*提示された文章*
┄┄┄┄┄┄┄┄┄┄┄┄┄┄┄┄┄┄┄┄

中隊長、区隊長、河村軍曹殿へも三月十日にそれぞれ手紙を出して
置いた。今日丁度一ヶ月になる。二月二十四日に胸躍らして大泉学園駅
より徒歩で行った事を思い、丁度今日だと家でも話している。
二月二十七日はお前の入校決定日であったが、三月二十七日は芳子の
入学決定日だ。昨二十三日、二十四日、明二十五日と三日間、中等学校の
入学考査日で、芳子も朝六時半頃イソイソと出て行く。
百五十人採用に二百五十四名志望者あり。百名餘り除外される。
中学校は二百六十八名とかある由。三芝の正君の親類の太田校長
先生の長男(修二君)が中学校を受けるので二十二日の晩からその
お母さんと二人来て泊って、毎朝六時半から行っている。君田校で
一番だそうだから大丈夫入学するだろう。
芳子は如何なるやらわからん。二十七日が又待たれる事だ。
お母さんの病気も全快して毎朝早くから昔と変らず元気を
出して居るから安心せよ。
三月二十一日の春季皇霊祭には雨降りであったが、お父さんは板木の
玉井の小母さんが病気と云うのでお見舞なり、お墓参りに行った。
池田や玉井や長山を訪れて夕方帰った。玉井のオバさんは三月初
めから病気で休んで居られた。玉井にも昨年以来不運な事だ。
康男兄さんも十八日の晩に帰省してお前にハガキを出した筈。

┄┄┄┄┄┄┄┄┄┄┄┄┄┄┄┄┄┄┄┄

*提供データ*
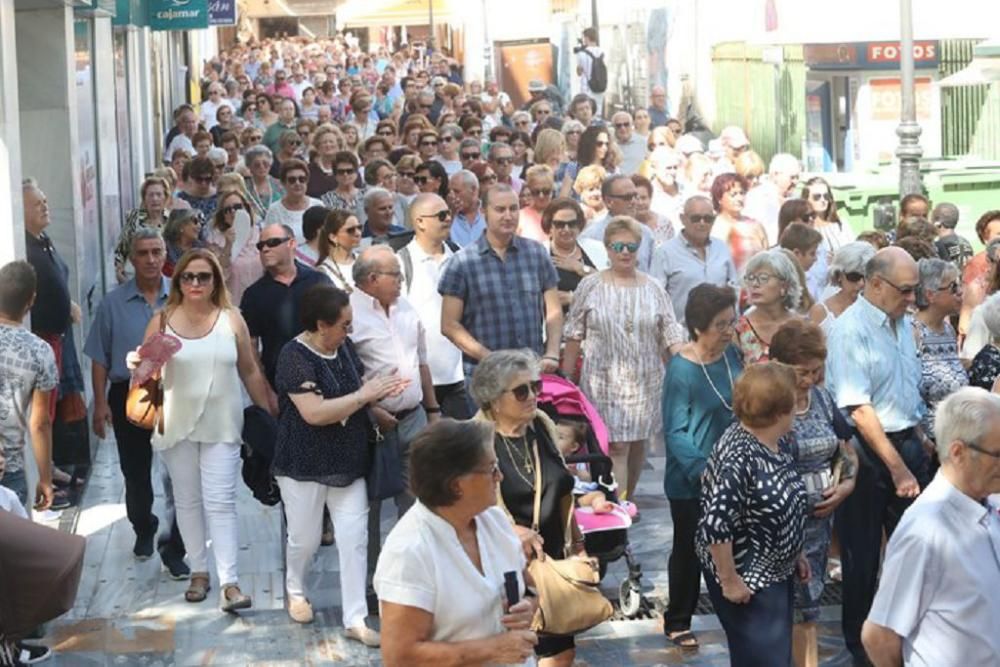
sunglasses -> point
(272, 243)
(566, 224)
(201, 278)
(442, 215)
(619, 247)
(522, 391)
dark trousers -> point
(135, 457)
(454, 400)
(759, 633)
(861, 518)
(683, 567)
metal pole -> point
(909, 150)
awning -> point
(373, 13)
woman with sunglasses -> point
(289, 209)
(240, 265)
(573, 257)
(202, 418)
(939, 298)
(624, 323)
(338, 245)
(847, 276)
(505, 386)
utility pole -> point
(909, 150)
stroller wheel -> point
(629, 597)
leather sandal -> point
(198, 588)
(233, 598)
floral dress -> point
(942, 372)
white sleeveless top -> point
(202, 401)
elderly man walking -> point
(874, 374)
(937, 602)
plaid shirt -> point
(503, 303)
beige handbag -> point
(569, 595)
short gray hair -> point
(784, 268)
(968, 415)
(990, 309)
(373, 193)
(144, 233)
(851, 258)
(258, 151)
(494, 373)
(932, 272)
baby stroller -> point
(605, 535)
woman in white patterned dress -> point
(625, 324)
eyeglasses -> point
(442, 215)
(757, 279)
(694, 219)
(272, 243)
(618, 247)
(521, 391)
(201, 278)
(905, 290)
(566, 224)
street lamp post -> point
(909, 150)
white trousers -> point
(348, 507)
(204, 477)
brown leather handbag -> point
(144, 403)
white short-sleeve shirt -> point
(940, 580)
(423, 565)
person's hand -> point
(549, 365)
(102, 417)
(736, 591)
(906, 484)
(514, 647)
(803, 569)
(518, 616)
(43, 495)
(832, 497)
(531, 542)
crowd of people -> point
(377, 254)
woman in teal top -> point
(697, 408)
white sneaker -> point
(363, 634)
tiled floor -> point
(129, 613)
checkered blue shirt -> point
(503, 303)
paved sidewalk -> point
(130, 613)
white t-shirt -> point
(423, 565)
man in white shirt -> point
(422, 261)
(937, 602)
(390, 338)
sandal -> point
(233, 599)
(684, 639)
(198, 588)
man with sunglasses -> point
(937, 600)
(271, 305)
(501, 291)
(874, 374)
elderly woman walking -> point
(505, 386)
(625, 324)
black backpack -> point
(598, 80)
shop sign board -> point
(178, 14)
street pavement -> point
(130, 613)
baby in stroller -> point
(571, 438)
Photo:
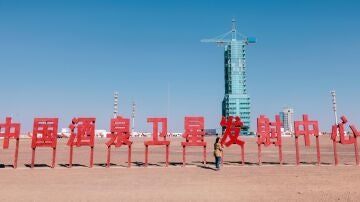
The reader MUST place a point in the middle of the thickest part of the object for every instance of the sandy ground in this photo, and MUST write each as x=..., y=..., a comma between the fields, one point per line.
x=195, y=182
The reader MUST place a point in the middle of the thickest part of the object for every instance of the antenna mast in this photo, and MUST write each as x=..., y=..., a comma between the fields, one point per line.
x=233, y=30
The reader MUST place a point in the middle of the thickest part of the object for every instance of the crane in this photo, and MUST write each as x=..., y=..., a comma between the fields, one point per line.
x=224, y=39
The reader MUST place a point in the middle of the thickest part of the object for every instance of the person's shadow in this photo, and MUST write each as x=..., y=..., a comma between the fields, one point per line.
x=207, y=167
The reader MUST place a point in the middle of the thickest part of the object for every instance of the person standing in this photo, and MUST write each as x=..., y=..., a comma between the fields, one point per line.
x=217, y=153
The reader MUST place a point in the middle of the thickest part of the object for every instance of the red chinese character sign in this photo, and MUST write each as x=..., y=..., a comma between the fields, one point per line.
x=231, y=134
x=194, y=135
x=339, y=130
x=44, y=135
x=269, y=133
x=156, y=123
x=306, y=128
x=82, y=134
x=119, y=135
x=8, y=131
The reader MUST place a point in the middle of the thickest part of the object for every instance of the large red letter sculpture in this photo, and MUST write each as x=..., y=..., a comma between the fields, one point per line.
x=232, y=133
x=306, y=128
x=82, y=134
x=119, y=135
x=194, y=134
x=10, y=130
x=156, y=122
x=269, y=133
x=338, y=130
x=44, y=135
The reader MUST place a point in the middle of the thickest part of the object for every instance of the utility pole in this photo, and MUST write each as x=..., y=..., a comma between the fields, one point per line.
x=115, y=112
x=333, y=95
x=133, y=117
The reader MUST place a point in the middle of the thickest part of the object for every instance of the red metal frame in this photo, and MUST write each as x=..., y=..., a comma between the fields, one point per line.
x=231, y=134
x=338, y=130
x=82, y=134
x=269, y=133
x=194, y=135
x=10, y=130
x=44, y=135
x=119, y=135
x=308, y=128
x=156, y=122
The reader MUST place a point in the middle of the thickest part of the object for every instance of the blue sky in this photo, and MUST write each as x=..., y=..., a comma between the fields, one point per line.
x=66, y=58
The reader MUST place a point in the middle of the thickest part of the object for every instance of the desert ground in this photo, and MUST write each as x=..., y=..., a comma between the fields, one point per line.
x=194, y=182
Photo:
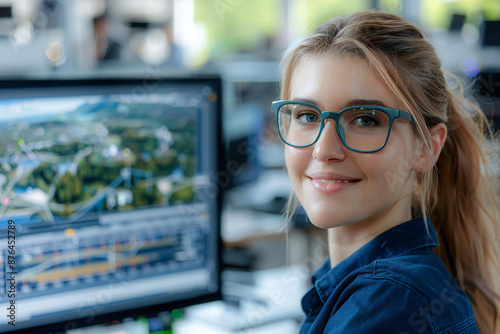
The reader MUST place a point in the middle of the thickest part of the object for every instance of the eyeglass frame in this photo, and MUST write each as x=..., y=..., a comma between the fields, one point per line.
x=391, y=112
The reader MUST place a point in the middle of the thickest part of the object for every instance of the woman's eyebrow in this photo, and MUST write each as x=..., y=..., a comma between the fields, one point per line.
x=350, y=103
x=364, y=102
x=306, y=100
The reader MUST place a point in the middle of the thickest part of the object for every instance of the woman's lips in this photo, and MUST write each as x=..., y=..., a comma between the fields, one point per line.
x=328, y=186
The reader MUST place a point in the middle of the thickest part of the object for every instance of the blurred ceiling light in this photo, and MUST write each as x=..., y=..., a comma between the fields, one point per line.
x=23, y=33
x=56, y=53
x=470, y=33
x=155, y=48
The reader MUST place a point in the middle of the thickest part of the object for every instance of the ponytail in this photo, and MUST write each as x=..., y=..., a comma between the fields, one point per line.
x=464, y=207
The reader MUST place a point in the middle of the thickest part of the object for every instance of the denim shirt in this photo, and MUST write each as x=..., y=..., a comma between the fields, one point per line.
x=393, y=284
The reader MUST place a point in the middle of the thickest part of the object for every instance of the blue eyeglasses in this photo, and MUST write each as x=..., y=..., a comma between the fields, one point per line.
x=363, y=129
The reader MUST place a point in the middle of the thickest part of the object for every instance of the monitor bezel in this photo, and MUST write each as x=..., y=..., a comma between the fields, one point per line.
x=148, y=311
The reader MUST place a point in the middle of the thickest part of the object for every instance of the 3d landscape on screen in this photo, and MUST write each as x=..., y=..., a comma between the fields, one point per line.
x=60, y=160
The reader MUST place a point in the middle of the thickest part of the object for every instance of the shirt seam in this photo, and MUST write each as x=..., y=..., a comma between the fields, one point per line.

┄┄┄┄┄┄┄┄┄┄┄┄┄┄┄┄┄┄┄┄

*取り組む課題*
a. 家族の近況を伝える手紙の文章を、二文で要約してください。
b. 家族の近況を伝える手紙の続きを書いてください。

*解答例*
a. 書き手は、二月二十四日に大泉学園駅から歩いて行った日からちょうど一ヶ月になることを家で話しつつ、芳子が中等学校の入学考査を受けていて、百五十人採用のところに二百五十四名の志望者があり、二十七日の入学決定が待たれると伝えている。あわせて、お母さんの病気が全快したこと、三月二十一日にお父さんが病気の玉井の小母さんを見舞って墓参りもしたこと、康男兄さんが十八日の晩に帰省したことを知らせている。

b.
敬さんも無事で居る。御向さんも二十二日に〇〇へ入隊したそう
な。三次はまだ寒むい。今朝も少し雹が降った。振武台は如何か
日本刀の立派なのを一腰求めてやり度いと思って、■■さんの昵懇
な河田力と云う老人に頼んだ處、日本刀鍛錬会の優秀作品
を陸士から注文されたら一丈夫置つる、との事故、前田区隊長
に御願して一振り手に入れて置きた度いと思って居る。陸海軍関係の
学校からの注文なら一振百四、五十円だそうな。が、一般人が申込めば
五、六百円するそうな。〇〇の方面からでも四百円位かかるそうな。
士官学校から注文した方が一番優利で確実に手に入るそうな。
お前のを一振り早目に求めて置き度いものだ。
陸軍記念日の前日には東京方面見学だったそうな。
もう大分校内の模様も判ったろう。大いに頑張って横山さんの
二代目となれよ。父母もそれのみ祈って居る。
大膳や藤井、三宅、山縣、板木の長山、二人の兄さん達へ時々
ハガキを出せよ。
日用品で入用のものはないか。入用品あらば様子せよ。送ってやる。
■■さん、▲▲さんから便りがあるか。
風を引かぬ様注意。殊に食物に留意して無事で勉強せよ。
お母さんや芳子よりもよろしく申出た。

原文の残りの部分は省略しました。